CHALLENGES:
(a) From the basketball forum thread, reproduce the passage starting with "Personally, i cant" and going on through "the press conference.".
(b) According to the basketball forum thread, how long does BYC status stay in effect?
(c) Write the next part of the basketball forum thread, picking up after its final post.

DOCUMENT TEXT:
** START **
Hence the reply you gave my BYC question, (which didn't really answer my question). Instead you said that we just acquired a new Center a new PF/C and another PF. I see where you are going with this. 

Interesting to note though, that management has said that they want to bring in guys who want to play in Portland. And, if Joel goes, that means that in the last year, we would have dealt Steve Blake, Fred Jones, Dan Dickau (who cares) and Joel Pryzbilla, who all really wanted to be here......

Not that that really bothers me much. I am not a huge fan of any of those guys....


prunetang


----------



## Schilly (Dec 30, 2002)

AS a note...Joel took the highest contract offered to him last summer.


----------



## Sambonius (May 21, 2003)

After tonight, Clippers still need a point guard. Could be Thornton, Jack, and Joel involved.


----------



## Schilly (Dec 30, 2002)

Sambonius said:


> After tonight, Clippers still need a point guard. Could be Thornton, Jack, and Joel involved.


Joel and Jack would match $$$ wise much better with a differnt SF on the Clippers.


----------



## Five5even (Jun 15, 2007)

Schilly said:


> BYC is when a player gets a new contract that the 1st year is more than 20% higher than the prior season. What BYC does makes trades very difficult. Say Joel makes 5 mil. His incoming Value to the other team is 5mil...but due to his BYC status the most portland can take back for him is 50% of that or 2.5 mill. That doesn't work for salary matching in a trade. BYC is only in affect for one season, so as of Monday the BYC is lifted and his value is 100% in both directions.


This fits the timeframe of what KP was talking about.

Personally, i cant see KP and Nate being satisfied at SF with James Jones after all the dealing they have done in the last 2 years.

Thats why i dont think James Jones is the SF trade that they alluded to in the press conference.

Heck, ill throw James Jones into the trade mix for a diff SF now.

ill offer Przybilla, Jack, Webster, James Jones, picks FOR a quality SF. Now im sure they could land someone decent with that.


----------



## handclap problematic (Nov 6, 2003)

Schilly said:


> AS a note...Joel took the highest contract offered to him last summer.



I know. I just find it a bit funny that wanting to play for Portland is becoming a bit of a kiss of death. And, I am not saying this in a bad sarcastic way. None of it is obviously personal, tis a business afterall, but it is just a tad bit.....um......absurd.


but then again, I like absurdity, afterall, my favorite author is John Paul Sartre.......


prunetang


----------



## ProudBFan (Apr 29, 2003)

Is Agent Zero a guard or a forward?

PBF


----------



## Schilly (Dec 30, 2002)

We had to take players that wanted to be in Portland...Cause we sucked!, LOL!


----------



## Five5even (Jun 15, 2007)

Schilly said:


> Joel and Jack would match $$$ wise much better with a differnt SF on the Clippers.


i like it.
** END **
RECORD EXCERPTS:
** START **
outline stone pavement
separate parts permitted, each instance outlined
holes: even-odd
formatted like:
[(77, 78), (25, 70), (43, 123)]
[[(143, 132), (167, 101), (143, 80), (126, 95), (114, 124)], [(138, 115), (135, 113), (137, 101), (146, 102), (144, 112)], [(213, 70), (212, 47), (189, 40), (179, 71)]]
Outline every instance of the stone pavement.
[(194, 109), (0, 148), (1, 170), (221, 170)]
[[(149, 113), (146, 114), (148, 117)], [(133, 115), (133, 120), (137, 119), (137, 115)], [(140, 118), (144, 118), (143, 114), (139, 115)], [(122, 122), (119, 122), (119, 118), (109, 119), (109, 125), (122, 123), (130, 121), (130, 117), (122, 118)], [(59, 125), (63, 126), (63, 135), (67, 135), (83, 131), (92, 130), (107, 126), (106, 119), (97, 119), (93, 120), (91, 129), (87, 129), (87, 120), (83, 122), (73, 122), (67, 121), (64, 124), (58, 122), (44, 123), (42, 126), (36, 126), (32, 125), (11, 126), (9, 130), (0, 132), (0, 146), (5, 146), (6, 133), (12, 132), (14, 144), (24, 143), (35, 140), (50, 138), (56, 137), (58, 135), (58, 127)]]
** END **
OUTPUTS BY TASK:
(a)
Personally, i cant see KP and Nate being satisfied at SF with James Jones after all the dealing they have done in the last 2 years.

Thats why i dont think James Jones is the SF trade that they alluded to in the press conference.

(b) One season.

(c)
Seriously, if you saw KP and Nate's reaction when they leaked that they had something lined up, You have to know they werent psyched about James Jones. Its just not possible.

To me, they were psyched because they are close to getting a lotto pick that they couldnt get into earlier.

AKA: Thornton, Brewer, Young

That to me seems much more likely.

Jack is still very tradeable. The clips, Minny still need a PG, so i wouldnt doubt a scenario to get Brewer or Thornton.


----------



## handclap problematic (Nov 6, 2003)

Schilly said:


> We had to take players that wanted to be in Portland...Cause we sucked!, LOL!



I have to admit, I have had that thought before........

As a sidenote, I am not certain if we are going to keep James Jones or not, but I will go on record as really liking the guy. No, he is not a world beater.....but he is a fine and scrappy role player. He struggled with his shot a lot last year after going through some injuries. I would expect him to come back from that, as the rest of his career, although a bit short, has shown what he can do. He can hit the 3, scrap hard on defense and boards and block an occasional shot as well (which is really a reflection of his scrappiness). 

And about the "possible future SF trade"........I am out of the loop as I have no inside sources or whatever, so I do not know if something more will happen. But, I really don't think KP would let us down like this. I am guessing he knew he would take some lumps tonight with the Zach trade, but he probably also knew that the second part would more than justify it. I am thinking something like Jack and Joel for Corey Maggette, who the Clippers have been shopping forever. 

Jack and Joel went up the hill to fetch a glass of water............



prunetang


----------



## Five5even (Jun 15, 2007)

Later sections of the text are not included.